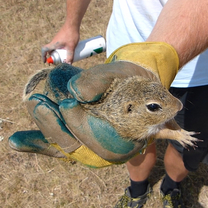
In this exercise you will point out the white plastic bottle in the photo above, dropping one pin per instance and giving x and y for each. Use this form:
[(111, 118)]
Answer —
[(85, 48)]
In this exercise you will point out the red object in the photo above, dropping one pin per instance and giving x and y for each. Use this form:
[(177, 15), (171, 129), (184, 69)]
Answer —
[(49, 60)]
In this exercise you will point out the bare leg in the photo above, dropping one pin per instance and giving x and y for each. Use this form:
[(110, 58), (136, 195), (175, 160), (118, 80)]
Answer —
[(140, 166), (174, 164)]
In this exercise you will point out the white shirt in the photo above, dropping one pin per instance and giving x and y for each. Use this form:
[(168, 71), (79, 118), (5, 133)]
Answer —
[(133, 21)]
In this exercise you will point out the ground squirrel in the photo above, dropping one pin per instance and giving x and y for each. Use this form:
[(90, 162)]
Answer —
[(137, 107)]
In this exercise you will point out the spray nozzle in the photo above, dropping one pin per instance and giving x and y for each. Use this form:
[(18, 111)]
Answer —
[(49, 60)]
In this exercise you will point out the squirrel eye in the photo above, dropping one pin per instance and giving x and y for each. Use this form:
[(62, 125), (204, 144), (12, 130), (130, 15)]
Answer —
[(153, 107), (129, 108)]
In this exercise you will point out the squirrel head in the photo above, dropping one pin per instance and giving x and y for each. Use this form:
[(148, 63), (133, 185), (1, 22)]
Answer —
[(136, 107)]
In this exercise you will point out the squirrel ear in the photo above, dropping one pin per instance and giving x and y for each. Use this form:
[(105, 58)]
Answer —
[(114, 85)]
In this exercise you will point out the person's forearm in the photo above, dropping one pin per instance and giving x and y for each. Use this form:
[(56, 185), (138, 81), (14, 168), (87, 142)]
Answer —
[(75, 12), (183, 24)]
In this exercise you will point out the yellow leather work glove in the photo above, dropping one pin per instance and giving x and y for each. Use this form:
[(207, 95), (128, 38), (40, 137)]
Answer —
[(159, 57)]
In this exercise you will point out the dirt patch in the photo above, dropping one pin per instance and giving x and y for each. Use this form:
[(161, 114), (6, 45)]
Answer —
[(30, 180)]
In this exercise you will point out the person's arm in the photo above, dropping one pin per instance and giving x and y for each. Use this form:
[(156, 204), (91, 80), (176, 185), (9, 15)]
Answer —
[(68, 36), (183, 24)]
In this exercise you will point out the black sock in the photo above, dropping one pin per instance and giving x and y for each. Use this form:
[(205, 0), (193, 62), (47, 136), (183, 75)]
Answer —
[(138, 188), (168, 184)]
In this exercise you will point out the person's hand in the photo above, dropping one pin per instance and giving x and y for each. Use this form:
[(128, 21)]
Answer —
[(67, 38), (158, 60)]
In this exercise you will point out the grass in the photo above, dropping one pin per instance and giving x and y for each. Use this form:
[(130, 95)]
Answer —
[(30, 180)]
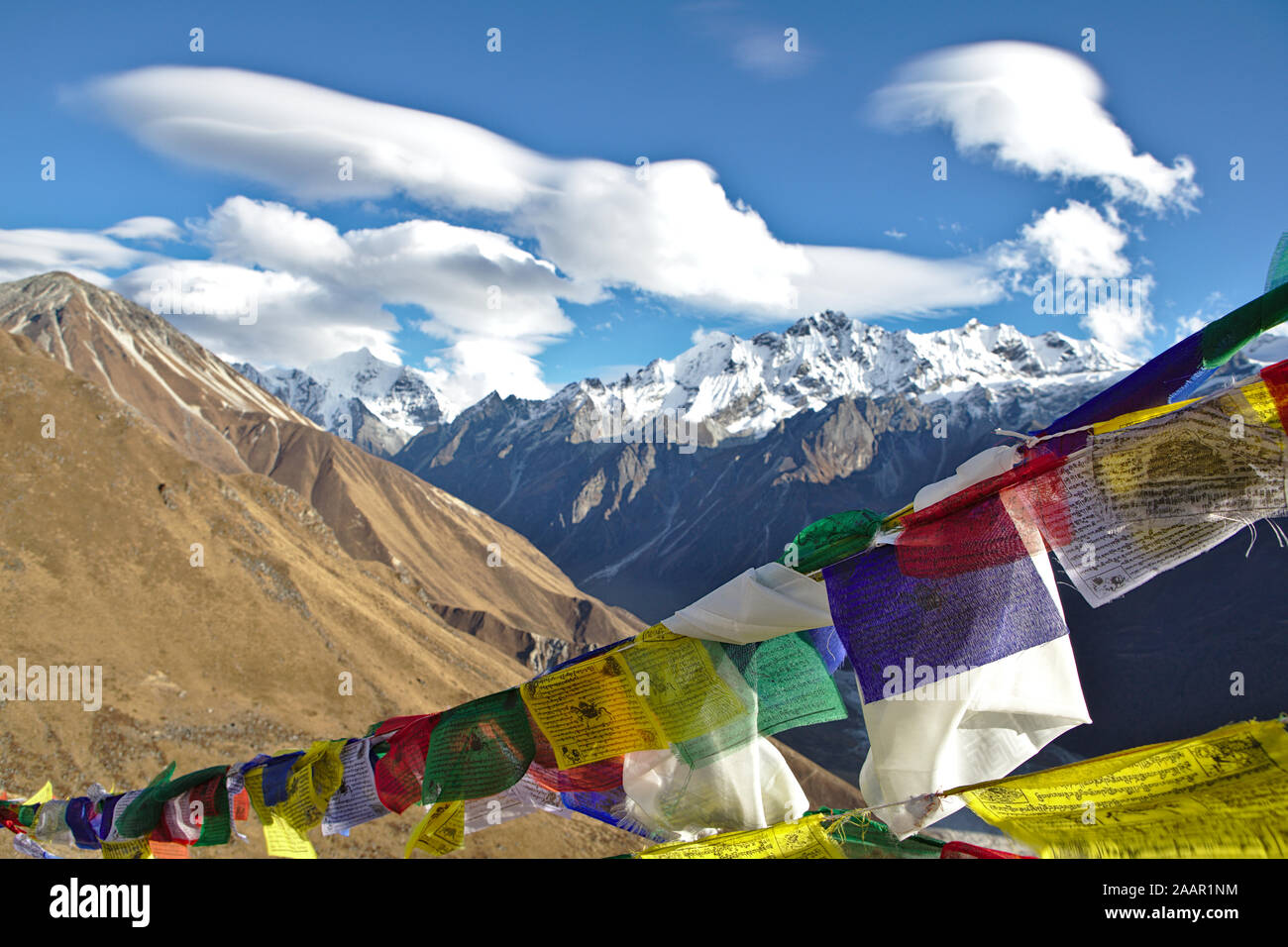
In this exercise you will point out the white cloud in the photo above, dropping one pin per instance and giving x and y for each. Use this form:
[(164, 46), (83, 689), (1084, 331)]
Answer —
[(1078, 241), (668, 230), (1034, 108), (154, 228), (321, 292), (80, 253), (1125, 321), (296, 318)]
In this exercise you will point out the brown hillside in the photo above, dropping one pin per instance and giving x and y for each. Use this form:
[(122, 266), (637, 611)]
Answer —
[(378, 512)]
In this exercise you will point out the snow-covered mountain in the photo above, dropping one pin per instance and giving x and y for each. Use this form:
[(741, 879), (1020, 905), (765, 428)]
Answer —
[(726, 385), (743, 386), (375, 403)]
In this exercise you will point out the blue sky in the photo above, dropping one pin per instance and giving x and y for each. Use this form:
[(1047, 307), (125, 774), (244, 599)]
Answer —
[(799, 138)]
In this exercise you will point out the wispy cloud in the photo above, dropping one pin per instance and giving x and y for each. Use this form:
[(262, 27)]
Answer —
[(1033, 108)]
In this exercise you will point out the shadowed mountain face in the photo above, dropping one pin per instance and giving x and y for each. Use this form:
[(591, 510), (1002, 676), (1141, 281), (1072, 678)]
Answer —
[(226, 611), (477, 575), (652, 528)]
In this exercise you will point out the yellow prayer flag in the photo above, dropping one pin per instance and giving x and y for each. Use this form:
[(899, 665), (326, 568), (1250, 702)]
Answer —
[(441, 831), (128, 848), (656, 689), (802, 839), (282, 839), (1137, 416), (1220, 795), (40, 796)]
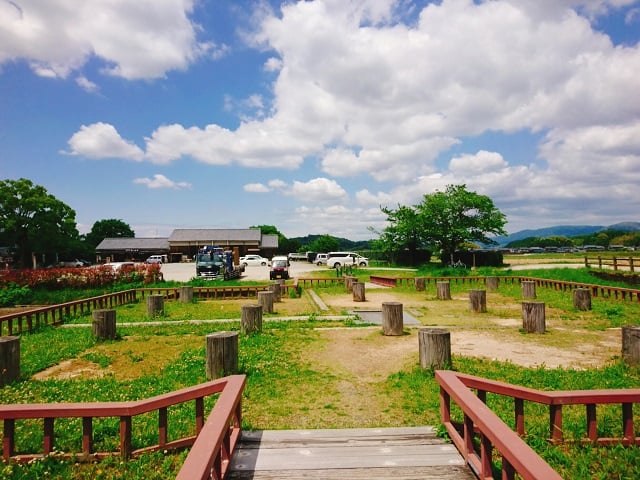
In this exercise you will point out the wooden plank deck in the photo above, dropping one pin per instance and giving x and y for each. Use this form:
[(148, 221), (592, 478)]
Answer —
[(365, 453)]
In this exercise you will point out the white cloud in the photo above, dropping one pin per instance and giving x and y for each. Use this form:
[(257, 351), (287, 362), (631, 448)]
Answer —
[(160, 181), (102, 140)]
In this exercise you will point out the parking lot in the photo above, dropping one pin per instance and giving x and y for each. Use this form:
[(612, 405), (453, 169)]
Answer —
[(183, 272)]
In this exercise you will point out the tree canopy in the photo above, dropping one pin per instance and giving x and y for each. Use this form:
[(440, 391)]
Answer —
[(34, 221)]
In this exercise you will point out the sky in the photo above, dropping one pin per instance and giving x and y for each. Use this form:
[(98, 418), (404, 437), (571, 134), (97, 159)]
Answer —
[(312, 115)]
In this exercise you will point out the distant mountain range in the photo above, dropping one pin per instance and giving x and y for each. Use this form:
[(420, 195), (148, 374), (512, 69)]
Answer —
[(565, 231)]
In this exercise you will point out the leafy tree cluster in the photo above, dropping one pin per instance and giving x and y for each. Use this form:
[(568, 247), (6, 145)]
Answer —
[(443, 222)]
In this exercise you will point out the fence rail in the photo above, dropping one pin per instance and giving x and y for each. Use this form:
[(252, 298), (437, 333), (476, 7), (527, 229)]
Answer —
[(221, 430), (517, 456)]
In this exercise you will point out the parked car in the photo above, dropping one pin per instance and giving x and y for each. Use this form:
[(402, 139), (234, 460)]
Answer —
[(279, 268), (253, 260), (339, 259), (321, 259)]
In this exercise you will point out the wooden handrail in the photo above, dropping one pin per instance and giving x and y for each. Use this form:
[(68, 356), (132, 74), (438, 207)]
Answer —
[(494, 433), (227, 407)]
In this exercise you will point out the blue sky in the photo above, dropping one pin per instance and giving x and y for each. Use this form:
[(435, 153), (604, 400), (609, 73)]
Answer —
[(311, 115)]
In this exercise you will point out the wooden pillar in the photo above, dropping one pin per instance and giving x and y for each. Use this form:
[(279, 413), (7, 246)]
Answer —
[(478, 301), (528, 289), (276, 289), (265, 299), (358, 292), (186, 294), (582, 299), (9, 360), (435, 348), (392, 318), (155, 305), (631, 344), (222, 354), (104, 324), (444, 290), (533, 317), (251, 319), (492, 283)]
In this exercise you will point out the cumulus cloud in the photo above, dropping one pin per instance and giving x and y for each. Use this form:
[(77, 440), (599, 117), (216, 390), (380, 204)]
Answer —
[(160, 181)]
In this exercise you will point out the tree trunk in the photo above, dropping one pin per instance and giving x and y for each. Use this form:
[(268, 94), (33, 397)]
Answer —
[(478, 301), (492, 283), (528, 289), (533, 317), (631, 344), (392, 318), (582, 299), (265, 299), (251, 319), (186, 294), (9, 360), (358, 292), (435, 348), (155, 305), (222, 354), (104, 324), (444, 290)]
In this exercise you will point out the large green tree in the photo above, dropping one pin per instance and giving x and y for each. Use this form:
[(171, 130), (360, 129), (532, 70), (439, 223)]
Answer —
[(34, 221), (108, 228)]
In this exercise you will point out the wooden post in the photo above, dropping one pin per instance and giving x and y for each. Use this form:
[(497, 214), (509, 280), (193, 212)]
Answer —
[(104, 324), (186, 294), (435, 348), (155, 305), (251, 319), (582, 299), (631, 344), (9, 360), (478, 301), (222, 354), (276, 289), (444, 290), (528, 289), (492, 283), (392, 318), (265, 299), (533, 317)]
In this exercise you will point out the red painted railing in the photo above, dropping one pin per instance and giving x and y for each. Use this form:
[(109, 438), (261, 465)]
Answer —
[(517, 456), (219, 433)]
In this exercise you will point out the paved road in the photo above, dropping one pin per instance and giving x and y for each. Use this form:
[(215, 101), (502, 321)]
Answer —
[(183, 272)]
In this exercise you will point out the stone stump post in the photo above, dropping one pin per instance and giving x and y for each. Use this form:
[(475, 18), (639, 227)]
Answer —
[(533, 317), (492, 283), (222, 354), (443, 290), (276, 289), (631, 344), (251, 319), (155, 305), (265, 299), (392, 318), (9, 360), (103, 322), (582, 299), (478, 301), (186, 294), (435, 348), (529, 289)]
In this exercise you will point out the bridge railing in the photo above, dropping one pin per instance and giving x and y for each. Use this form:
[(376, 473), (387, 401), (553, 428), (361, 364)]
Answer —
[(219, 433), (517, 456)]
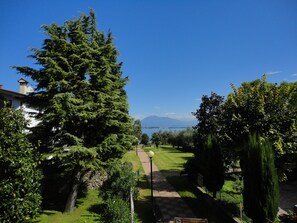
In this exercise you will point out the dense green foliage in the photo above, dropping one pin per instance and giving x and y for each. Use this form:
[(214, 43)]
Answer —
[(156, 139), (256, 106), (117, 211), (116, 190), (268, 109), (211, 165), (137, 129), (208, 116), (260, 193), (144, 139), (19, 176), (80, 93)]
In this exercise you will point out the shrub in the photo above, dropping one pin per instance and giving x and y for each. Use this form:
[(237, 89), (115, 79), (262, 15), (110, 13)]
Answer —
[(19, 177)]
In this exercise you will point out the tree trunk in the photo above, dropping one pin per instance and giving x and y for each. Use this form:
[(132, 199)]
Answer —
[(73, 193)]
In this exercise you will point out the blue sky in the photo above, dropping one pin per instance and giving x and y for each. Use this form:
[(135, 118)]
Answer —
[(173, 51)]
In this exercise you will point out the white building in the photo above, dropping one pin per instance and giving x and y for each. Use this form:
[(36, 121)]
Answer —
[(16, 101)]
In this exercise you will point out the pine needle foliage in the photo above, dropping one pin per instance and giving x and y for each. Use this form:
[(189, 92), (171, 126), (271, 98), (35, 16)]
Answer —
[(80, 94)]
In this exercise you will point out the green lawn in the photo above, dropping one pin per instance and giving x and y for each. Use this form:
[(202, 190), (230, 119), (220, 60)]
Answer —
[(143, 203), (89, 207), (169, 160), (86, 212)]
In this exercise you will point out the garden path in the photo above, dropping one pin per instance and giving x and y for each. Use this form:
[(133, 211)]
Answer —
[(168, 200)]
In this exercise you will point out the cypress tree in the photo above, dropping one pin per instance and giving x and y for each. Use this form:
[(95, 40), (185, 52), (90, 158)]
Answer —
[(261, 192), (212, 165), (80, 91)]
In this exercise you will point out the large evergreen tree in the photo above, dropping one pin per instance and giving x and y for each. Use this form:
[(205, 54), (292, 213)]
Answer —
[(260, 194), (80, 93), (19, 176), (211, 165)]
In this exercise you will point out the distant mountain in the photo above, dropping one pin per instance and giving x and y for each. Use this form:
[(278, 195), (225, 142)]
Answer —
[(165, 122)]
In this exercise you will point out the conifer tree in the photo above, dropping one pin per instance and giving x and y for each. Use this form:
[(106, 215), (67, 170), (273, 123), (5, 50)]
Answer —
[(19, 176), (211, 165), (80, 93), (261, 193)]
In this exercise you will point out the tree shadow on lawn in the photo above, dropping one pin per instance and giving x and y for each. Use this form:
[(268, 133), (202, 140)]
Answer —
[(194, 199)]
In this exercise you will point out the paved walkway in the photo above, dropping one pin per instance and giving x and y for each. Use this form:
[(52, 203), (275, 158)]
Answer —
[(168, 200)]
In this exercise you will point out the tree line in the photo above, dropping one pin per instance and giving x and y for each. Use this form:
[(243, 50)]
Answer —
[(256, 127), (84, 121)]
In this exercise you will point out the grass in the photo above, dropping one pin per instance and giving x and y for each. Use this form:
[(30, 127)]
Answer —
[(169, 160), (86, 212), (89, 207), (142, 205)]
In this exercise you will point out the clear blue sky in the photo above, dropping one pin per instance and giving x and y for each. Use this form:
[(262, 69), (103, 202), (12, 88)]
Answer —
[(174, 51)]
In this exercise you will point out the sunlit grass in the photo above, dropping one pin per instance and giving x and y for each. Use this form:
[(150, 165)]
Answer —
[(85, 212)]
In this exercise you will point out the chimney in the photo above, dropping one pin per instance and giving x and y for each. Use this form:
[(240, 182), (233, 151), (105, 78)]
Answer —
[(23, 86)]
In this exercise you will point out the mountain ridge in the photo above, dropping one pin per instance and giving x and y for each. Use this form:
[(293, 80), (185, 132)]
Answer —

**Exercise prompt**
Reproduce, character for character, the stretch from the line containing "In this exercise you will point out the white building" through the line containing "[(261, 192), (212, 165), (80, 91)]", including both of those lines.

**Complete output**
In this exercise you will point out the white building in the photo above, dropping one pin per instance and giving x and y for each. Use this form:
[(36, 121)]
Answer —
[(16, 101)]
In this exercise you will point out the pine needle foliage in the photo above, dropping one pin per instance and giving x and y for each. Use this form:
[(189, 92), (171, 126), (271, 98), (35, 16)]
Answer —
[(80, 94)]
In this exercise you will point out the green lawn in the photo above, dropping one pin per instance and giving x and y for each. Use this form:
[(202, 190), (230, 119), (220, 60)]
Answer —
[(143, 203), (89, 207), (169, 160), (86, 212)]
In this exercise you will point out the garden path in the photo above, dropping one pin per instance and giving x and y for each. Use this form:
[(133, 211)]
Answer —
[(168, 200)]
In this exercise you will point out the cypress tree in the photo above, dropping one pin per instance and giving x and y for each. Use this form:
[(95, 40), (185, 52), (90, 158)]
Answer —
[(261, 192), (212, 165), (80, 91)]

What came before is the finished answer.